§ Task directions: Copy the records below exactly, leaving out any pictures.

§ Data extract:
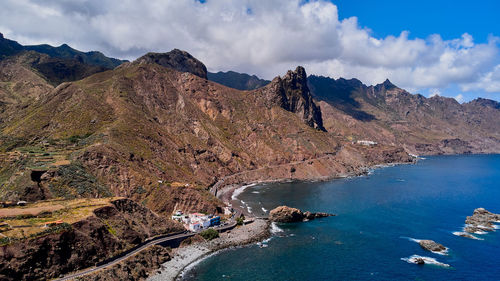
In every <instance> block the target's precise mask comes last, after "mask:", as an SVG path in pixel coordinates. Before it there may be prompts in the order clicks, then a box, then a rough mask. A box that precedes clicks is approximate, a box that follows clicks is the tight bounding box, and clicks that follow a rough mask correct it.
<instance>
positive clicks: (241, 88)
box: [208, 70, 271, 91]
mask: <svg viewBox="0 0 500 281" xmlns="http://www.w3.org/2000/svg"><path fill="white" fill-rule="evenodd" d="M208 80H210V81H214V82H217V83H219V84H222V85H224V86H227V87H230V88H233V89H238V90H243V91H245V90H255V89H258V88H261V87H264V86H265V85H267V84H269V83H270V82H271V81H268V80H264V79H260V78H259V77H257V76H256V75H249V74H246V73H238V72H235V71H231V70H230V71H227V72H222V71H219V72H217V73H212V72H208Z"/></svg>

§ Response area:
In every <instance> block the target's precise mask comes last, after "mask:", as an SVG path in pixel coordinates. Before it there may be prompts in the order clicks, then a box, then a rough mask. A box that precedes clicks is approximate, a box that follows clicks is the tight bounding box, and clicks that follow a rough mask correct it.
<instance>
positive clicks: (241, 88)
box: [208, 70, 271, 91]
mask: <svg viewBox="0 0 500 281" xmlns="http://www.w3.org/2000/svg"><path fill="white" fill-rule="evenodd" d="M208 80H210V81H214V82H217V83H219V84H222V85H224V86H227V87H230V88H233V89H238V90H243V91H245V90H255V89H258V88H261V87H264V86H265V85H267V84H269V83H270V82H271V81H268V80H264V79H260V78H259V77H257V76H256V75H249V74H246V73H238V72H235V71H231V70H230V71H227V72H222V71H219V72H217V73H212V72H208Z"/></svg>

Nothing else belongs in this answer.